• **Petunjuk Tugas**
1. Sebutkan semua tokoh yang disebut dengan namanya dalam teks tentang adat dan sejarah Alu.
2. Salin kata demi kata bagian teks tentang adat dan sejarah Alu mulai dari "Mengenai silsilah dan" sampai dengan "kerajaan di Alu.".
3. Lanjutkan teks tentang adat dan sejarah Alu setelah kalimat terakhirnya.

• **Teks Bacaan**

+++

Mengenai silsilah dan aturan-aturan adat yang ada di wilayah Alu saat ini dipegang oleh satu orang yang disebut sebagai pucuk pimpinan adat yang lokasinya disebutkan berada di atas pegunungan desa Alu “iyapa na diang adaq muaq iya rio diaya tomawuweng maqanna” adat ada jika orang tua tersebut yang meletakkannya. Fungsi pucuk pimpinan adat kemudian adalah melakukan seleksi terhadap orang-orang yang sekiranya mampu mengemban tugas sebagai pejabat dalam wilayah kerajaan Alu. Selain itu terdapat seorang lagi yang berfungsi untuk mengesahkan “sokkoq” “andangi assa sokkoq muaq tania ia mappesokkoqi”. Tidak sah kemudian sokkoq jika bukan ia yang massokkoqi. Dalam struktur kerajaan Balanipa dikenal istilah sokkoq yaitu dewan adat yang terdiri dari beberapa wilayah, maka seperti ini pulalah struktur kerajaan di Alu.
Satu hal yang kemudian kami tangkap dari karakter orang-orang Alu adalah mereka cenderung berwatak keras, berani dan memiliki cerita heroisme yang tinggi. Sejarah membuktikan siapa Maraqdia Malolo kerajaan Balanipa saat Arajang dijabat oleh “Tokape”, ia adalah Caloq Ammana Wewang, yang pada masa itu juga diangkat sebagai Arajang (raja) Alu. Ammana Wewang disamping menjabat sebagai raja Alu juga menjabat sebagai panglima kerajaan Balanipa “Maraqdia Malolo” yang sempat membakar tangsi militer Belanda di wilayah Majene. Saudara kandung, adik Ammana Wewang yaitu Kacoq Puang Ammana Pattolawali juga menjabat posisi yang sama dengan kakaknya sebagai panglima kerajaan “Maraqdia Malolo Banggae” dan “Maraqdia Malolo Pamboang. Kedua putra asli Alu inilah yang menggemparkan wilayah Mandar waktu itu dengan mengerahkan pasukan dan melakukan pendudukan atas wilayah Majene yang dikuasai oleh Belanda.

+++

• **Data yang Disediakan**

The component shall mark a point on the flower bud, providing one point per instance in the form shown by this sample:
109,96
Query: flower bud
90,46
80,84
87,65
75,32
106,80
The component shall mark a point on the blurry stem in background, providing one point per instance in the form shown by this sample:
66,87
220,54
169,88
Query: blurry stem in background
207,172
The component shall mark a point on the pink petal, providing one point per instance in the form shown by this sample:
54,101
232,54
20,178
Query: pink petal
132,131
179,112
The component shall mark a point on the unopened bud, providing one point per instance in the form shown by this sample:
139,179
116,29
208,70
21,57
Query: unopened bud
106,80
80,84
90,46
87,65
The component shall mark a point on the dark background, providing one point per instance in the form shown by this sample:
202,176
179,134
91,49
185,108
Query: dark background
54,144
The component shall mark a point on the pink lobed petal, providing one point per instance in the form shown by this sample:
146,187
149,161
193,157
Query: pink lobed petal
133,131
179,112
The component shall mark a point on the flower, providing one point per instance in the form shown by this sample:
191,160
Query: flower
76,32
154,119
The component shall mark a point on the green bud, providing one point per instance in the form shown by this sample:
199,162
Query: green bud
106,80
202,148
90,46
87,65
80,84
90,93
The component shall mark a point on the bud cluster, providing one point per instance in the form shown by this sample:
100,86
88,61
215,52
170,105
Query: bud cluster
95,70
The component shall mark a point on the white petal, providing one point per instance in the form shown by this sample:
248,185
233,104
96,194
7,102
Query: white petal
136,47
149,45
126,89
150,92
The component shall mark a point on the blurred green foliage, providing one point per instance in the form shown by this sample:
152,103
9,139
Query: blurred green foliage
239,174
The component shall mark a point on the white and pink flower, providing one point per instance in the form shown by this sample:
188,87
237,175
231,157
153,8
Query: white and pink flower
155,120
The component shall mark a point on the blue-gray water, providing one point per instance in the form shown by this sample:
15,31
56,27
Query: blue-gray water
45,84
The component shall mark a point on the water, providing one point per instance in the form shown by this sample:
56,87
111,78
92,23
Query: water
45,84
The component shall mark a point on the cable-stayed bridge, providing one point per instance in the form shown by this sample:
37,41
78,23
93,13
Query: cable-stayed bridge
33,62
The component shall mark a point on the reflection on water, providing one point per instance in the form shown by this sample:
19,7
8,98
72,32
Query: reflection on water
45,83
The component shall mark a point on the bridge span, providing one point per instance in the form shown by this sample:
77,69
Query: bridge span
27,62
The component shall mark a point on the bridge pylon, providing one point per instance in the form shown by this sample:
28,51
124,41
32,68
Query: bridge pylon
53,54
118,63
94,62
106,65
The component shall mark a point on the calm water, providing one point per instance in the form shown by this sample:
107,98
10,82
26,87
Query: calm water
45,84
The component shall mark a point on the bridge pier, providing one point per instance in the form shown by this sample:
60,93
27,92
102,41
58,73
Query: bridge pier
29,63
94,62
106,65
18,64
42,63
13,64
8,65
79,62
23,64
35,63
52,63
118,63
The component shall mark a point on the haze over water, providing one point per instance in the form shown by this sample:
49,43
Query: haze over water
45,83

+++

• **Jawaban**
1.
- Tokape
- Caloq Ammana Wewang
- Kacoq Puang Ammana Pattolawali

2.
Mengenai silsilah dan aturan-aturan adat yang ada di wilayah Alu saat ini dipegang oleh satu orang yang disebut sebagai pucuk pimpinan adat yang lokasinya disebutkan berada di atas pegunungan desa Alu “iyapa na diang adaq muaq iya rio diaya tomawuweng maqanna” adat ada jika orang tua tersebut yang meletakkannya. Fungsi pucuk pimpinan adat kemudian adalah melakukan seleksi terhadap orang-orang yang sekiranya mampu mengemban tugas sebagai pejabat dalam wilayah kerajaan Alu. Selain itu terdapat seorang lagi yang berfungsi untuk mengesahkan “sokkoq” “andangi assa sokkoq muaq tania ia mappesokkoqi”. Tidak sah kemudian sokkoq jika bukan ia yang massokkoqi. Dalam struktur kerajaan Balanipa dikenal istilah sokkoq yaitu dewan adat yang terdiri dari beberapa wilayah, maka seperti ini pulalah struktur kerajaan di Alu.

3.
Ada cerita unik dibalik kematian Ammana Pattolawali dan penangkapan Ammana I Wewang, keduanya punya cerita aneh. Kacoq Puang Ammana Pattolawali gugur di Betteng Galung wilayah kerajaan Pamboang saat duel dengan seorang Obos Belanda (menggunakan topi dengan strep yang berwarna kuning emas). Ammana Pattolawali gugur tanpa luka, kebal terhadap benda-benda tajam semisal peluru, ia kemudian berpulang saat serdadu Belanda mematahkan kedua lengannya, menariknya hingga lepas dari tubuhnya. Menurut penuturan dari pejabat sementara Paqbicara Kaiyyang saat ini “kaqbali Ammana Pattolawali, mate di reppoq di tia” Ammana Pattolawali sebenarnya kebal, ia mati karena tubuhnya dipatahkan. (Syaiful Sinrang, 1980)
makam ammana pattolawali desa alu polewali mandar
Makam Ammana Pattolawali di desa Alu Kec. Alu Kab. Polewali Mandar 
Sama dengan cerita penangkapan saudara kandungnya Ammana I Wewang dengan alasan intrik dalam kerajaan Balanipa, karena ia dikenal kebal dan tahan terhadap peluru dan benda tajam Belanda menggunakan cara dengan mempengaruhi pihak yang terdekat dengannya yaitu tukang pijatnya dengan iming-iming sejumlah uang yang akan dibayarkan jika berhasil menangkapnya. Awalnya ia sulit ditangkap karena lokasinya yang tidak pernah terdeteksi oleh Belanda (ia menggunakan teknik gerilya, pasca ditangkapnya Maraqdia Balanipa Tokape). Orang terdekatnya inilah yang kemudian memberitahukan dimana tempat persembunyian Ammana Wewang. Saat ia sedang beristirahat maka pihak serdadu Belanda menggunakan bambu dan tali ijuk untuk mengikat dan membawanya ke Majene. Ia kemudian sempat diasingkan ke pulau Belitung dan mendapat gelar “Topole Di Balitung”, makamnya saat ini dapat dijumpai di halaman masjid desa Limboro Kab. Polewali Mandar. (Muhammad Ridwan Alimuddin, 2011)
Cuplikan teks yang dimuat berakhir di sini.